Reproduce all entries precisely as they are written.

Coordinate labeling data:
○ ○ ○ ○ ○ ○ ○

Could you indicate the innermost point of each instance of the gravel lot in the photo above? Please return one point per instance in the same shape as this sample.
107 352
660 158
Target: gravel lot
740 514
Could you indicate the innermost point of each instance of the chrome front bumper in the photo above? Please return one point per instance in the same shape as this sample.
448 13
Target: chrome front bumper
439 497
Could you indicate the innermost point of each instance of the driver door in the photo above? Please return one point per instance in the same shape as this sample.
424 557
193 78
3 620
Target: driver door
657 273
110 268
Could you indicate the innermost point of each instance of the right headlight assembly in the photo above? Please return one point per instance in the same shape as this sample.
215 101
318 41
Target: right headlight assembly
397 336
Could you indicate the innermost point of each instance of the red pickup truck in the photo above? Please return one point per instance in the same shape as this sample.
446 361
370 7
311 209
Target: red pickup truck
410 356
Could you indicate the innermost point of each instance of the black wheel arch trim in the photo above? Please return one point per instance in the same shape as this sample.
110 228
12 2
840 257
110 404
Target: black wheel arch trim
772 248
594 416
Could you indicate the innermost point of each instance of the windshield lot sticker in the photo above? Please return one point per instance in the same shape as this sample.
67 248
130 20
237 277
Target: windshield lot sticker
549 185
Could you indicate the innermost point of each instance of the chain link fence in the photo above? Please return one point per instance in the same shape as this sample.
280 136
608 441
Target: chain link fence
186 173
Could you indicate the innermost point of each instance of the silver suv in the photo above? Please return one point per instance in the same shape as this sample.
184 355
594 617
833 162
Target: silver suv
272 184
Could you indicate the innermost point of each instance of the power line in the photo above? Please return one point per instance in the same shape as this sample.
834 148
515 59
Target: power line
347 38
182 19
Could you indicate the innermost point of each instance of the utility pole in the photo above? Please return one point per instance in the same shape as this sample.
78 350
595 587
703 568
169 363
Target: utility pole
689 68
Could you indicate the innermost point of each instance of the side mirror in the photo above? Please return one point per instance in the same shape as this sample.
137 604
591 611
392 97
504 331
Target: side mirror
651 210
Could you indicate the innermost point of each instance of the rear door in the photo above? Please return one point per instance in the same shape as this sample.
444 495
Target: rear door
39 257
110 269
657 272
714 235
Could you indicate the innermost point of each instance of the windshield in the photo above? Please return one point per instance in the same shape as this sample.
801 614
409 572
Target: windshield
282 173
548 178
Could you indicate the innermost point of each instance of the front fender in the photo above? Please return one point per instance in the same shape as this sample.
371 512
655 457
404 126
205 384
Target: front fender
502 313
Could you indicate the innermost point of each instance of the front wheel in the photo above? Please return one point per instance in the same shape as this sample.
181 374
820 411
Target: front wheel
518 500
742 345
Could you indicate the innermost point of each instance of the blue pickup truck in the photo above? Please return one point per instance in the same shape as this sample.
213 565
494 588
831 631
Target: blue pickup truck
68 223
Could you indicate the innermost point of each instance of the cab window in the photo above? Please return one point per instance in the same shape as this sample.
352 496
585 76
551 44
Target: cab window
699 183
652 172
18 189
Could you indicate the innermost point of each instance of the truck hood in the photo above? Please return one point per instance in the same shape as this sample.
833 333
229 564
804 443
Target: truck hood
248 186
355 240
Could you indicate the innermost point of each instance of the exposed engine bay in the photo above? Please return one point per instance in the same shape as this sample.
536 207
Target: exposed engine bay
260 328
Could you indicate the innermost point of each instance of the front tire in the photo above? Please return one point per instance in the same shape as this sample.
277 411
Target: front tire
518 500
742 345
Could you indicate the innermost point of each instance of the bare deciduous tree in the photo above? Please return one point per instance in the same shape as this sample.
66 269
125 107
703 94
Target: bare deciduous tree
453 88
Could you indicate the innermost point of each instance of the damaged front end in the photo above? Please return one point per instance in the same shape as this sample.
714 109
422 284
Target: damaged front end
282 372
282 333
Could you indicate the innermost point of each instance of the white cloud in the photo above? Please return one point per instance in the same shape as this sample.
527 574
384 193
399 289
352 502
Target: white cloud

○ ○ ○ ○ ○ ○ ○

Solution below:
Could you indicate the innermost point of each instance of the gravel lot in the photo above? Please return one point per instance in the same shape as this sample.
107 352
660 158
Target: gravel lot
740 514
Could you indicate the innermost point of each instance of the chrome front bumper in the photo above? Please return one point per instance in the same shape as this sample.
448 13
Target: chrome front bumper
439 497
Could you indicate the innermost point of each instance of the driver door in the photo above? Please return one point per instance in the same shape as this sample.
424 557
193 78
3 620
Target: driver door
657 273
110 268
Could you indicate the innermost point of each instance of the right headlight assembly in the photo above? Please return one point per instance in the same shape as this sample.
215 101
318 41
Target: right headlight assembly
397 336
Could you indicate the innermost point of each instance of the red pickup truck in the photo above? Please return one point per instance in the same shape as this sample.
446 361
370 7
311 209
Target: red pickup truck
410 356
Could you indicate the innermost point of each instance of the black wheel arch trim in the photo above? Please return one point per instance in the same shape as this sample.
110 228
12 2
840 257
110 404
Target: black wheel arch trim
772 248
594 416
Could you indicate the innermost point of each instance of the windshield lot sticker in the photo above? Please return one point per instance in the same shape as this sample.
67 248
130 20
237 277
Target: windshield lot sticker
549 185
Could you indicate the innermost point of each instance of the chain link fence in the photo above? Please return one point per instance in the same shape as this sample.
280 136
608 441
Target: chain link fence
186 173
Could you indicate the innermost point of each instance of the silver suv in the photo above? Please return one point per instance in the same shape as this sample.
184 355
594 617
833 162
Target: silver suv
272 184
Could you indicate the innermost point of each instance of the power line in the photo above? Please return one point per instance in the same shape as this sample.
834 148
515 59
Target: power line
347 38
182 19
Could you indicate the innermost point of each instance of the utility pole in the photo above? Please return one point per instance in the same shape as this sample.
78 350
595 587
703 568
169 363
Target: utility pole
689 68
Could you indicate the innermost point of each instance of the side mirror in the photo above? Please return one point per instance in the same shape as this sample.
137 604
591 611
392 97
504 331
Target: side mirror
651 210
Could you indicate the innermost point of each instance of the rear door in the photo above? Please return one point per instance in the same shape as this sample.
444 495
Target: rear door
39 257
110 269
657 272
714 235
Could you indicate the innermost point of each instance of the windshield in the photo above? Please return one point per instance in the same shape as this sample.
801 614
409 572
Target: windshield
282 173
548 178
Could you indicate the innermost point of each instance of the front fender in the photo above? Please return one point per instance in the same shape as this sample.
371 512
655 457
404 126
205 384
Target: front fender
502 313
Could you indicate the innermost point of each instance of the front wheel in the photo above? Please return one point per instance in the same shape as this sample.
181 374
820 411
Target: front wheel
518 500
742 345
Could you indicate the innermost point of each instance of the blue pickup truck in the photo above? Please return one point per instance in the same shape as this sample.
213 565
494 588
831 631
Target: blue pickup truck
68 223
Could you indicate the innermost point of each instance of the cab window in the photo above? Please return one point per instance in the same shape as this sample.
352 496
585 76
551 44
Target: cab window
699 183
652 172
18 189
Could you indicate the innermost point of each instance of the truck hood in the photo above? Please return one point per instance in the same shape as this sample.
833 333
229 564
804 443
Target: truck hood
248 186
355 240
Could you indicate the innermost point of each instance of the exposed engine bay in the photo above? Please return one point per instance in the same shape as this sample.
536 207
Target: exposed engine bay
260 328
Could you indicate the innermost point of each instance of the front tire in the photo above? Please return one point per instance in the same shape as this sample.
277 411
Target: front tire
518 500
742 345
Could you indicate the innermost point of each instance of the bare deciduous tree in the photo above? Please return one point per instance in the same shape as this sample.
66 269
125 107
703 94
Target: bare deciduous tree
453 88
Could you indicate the innermost point of each instance of the damaged front end in the photo above? Please return one point per instance in the same shape as this sample.
714 109
422 284
Target: damaged front end
282 372
282 333
Could you indicate the innermost point of each instance of the white cloud in the photo above? Please return one point per instance in the same shape as this sample.
527 574
384 193
399 289
352 502
Target: white cloud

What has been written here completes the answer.